--- Work instruction ---
Transcribe every entry exactly, with nothing added or left out.

--- Material provided ---

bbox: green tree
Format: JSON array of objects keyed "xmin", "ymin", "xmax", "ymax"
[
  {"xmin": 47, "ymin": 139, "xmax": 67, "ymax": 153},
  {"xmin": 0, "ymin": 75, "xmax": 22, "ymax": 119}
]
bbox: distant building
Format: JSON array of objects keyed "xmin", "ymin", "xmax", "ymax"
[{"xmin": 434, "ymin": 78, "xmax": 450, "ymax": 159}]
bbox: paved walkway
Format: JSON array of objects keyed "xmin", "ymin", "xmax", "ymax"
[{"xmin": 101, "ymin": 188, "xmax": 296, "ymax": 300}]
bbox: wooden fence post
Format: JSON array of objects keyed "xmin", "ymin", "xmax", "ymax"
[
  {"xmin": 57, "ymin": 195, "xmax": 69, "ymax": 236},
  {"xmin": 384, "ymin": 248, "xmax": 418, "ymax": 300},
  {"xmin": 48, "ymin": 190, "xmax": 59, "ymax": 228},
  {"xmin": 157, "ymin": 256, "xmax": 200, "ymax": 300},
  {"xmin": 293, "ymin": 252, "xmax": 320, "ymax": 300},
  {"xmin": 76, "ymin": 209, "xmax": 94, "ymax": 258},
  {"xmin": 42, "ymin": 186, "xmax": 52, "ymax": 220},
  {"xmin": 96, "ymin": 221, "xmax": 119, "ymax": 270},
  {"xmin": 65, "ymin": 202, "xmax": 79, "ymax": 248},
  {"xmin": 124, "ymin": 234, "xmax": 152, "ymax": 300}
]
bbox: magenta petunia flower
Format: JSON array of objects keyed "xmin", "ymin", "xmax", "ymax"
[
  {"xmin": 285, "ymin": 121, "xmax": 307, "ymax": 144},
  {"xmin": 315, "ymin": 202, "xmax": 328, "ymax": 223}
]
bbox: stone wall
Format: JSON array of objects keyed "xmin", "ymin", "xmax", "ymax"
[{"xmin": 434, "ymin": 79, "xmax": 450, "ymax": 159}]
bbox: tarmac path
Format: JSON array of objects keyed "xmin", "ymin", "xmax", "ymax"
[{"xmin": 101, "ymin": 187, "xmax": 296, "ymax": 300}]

--- Written response ---
bbox: green tree
Format: JSON array of objects keyed "xmin", "ymin", "xmax", "ymax"
[
  {"xmin": 47, "ymin": 139, "xmax": 67, "ymax": 153},
  {"xmin": 0, "ymin": 75, "xmax": 22, "ymax": 119}
]
bbox: distant building
Format: JSON array of objects keyed "xmin", "ymin", "xmax", "ymax"
[{"xmin": 434, "ymin": 78, "xmax": 450, "ymax": 159}]
bbox: paved walkway
Format: JSON array of objects keyed "xmin", "ymin", "xmax", "ymax"
[{"xmin": 101, "ymin": 188, "xmax": 296, "ymax": 300}]
bbox: wooden fence post
Format: JSON array of objects keyed "xmin", "ymin", "xmax", "ymax"
[
  {"xmin": 57, "ymin": 195, "xmax": 69, "ymax": 236},
  {"xmin": 384, "ymin": 248, "xmax": 418, "ymax": 300},
  {"xmin": 48, "ymin": 190, "xmax": 59, "ymax": 228},
  {"xmin": 157, "ymin": 256, "xmax": 200, "ymax": 300},
  {"xmin": 293, "ymin": 252, "xmax": 320, "ymax": 300},
  {"xmin": 76, "ymin": 209, "xmax": 94, "ymax": 258},
  {"xmin": 42, "ymin": 186, "xmax": 52, "ymax": 220},
  {"xmin": 96, "ymin": 221, "xmax": 119, "ymax": 270},
  {"xmin": 65, "ymin": 202, "xmax": 79, "ymax": 248},
  {"xmin": 124, "ymin": 234, "xmax": 152, "ymax": 300}
]
bbox: magenta petunia flower
Format: JSON array of objects keyed "xmin", "ymin", "xmax", "ymax"
[
  {"xmin": 285, "ymin": 121, "xmax": 307, "ymax": 144},
  {"xmin": 315, "ymin": 202, "xmax": 328, "ymax": 223}
]
bbox: stone wall
Format: JSON array of objects keyed "xmin", "ymin", "xmax", "ymax"
[{"xmin": 434, "ymin": 79, "xmax": 450, "ymax": 159}]
bbox: tarmac path
Format: JSON array of objects keyed "xmin", "ymin", "xmax", "ymax"
[{"xmin": 101, "ymin": 187, "xmax": 296, "ymax": 300}]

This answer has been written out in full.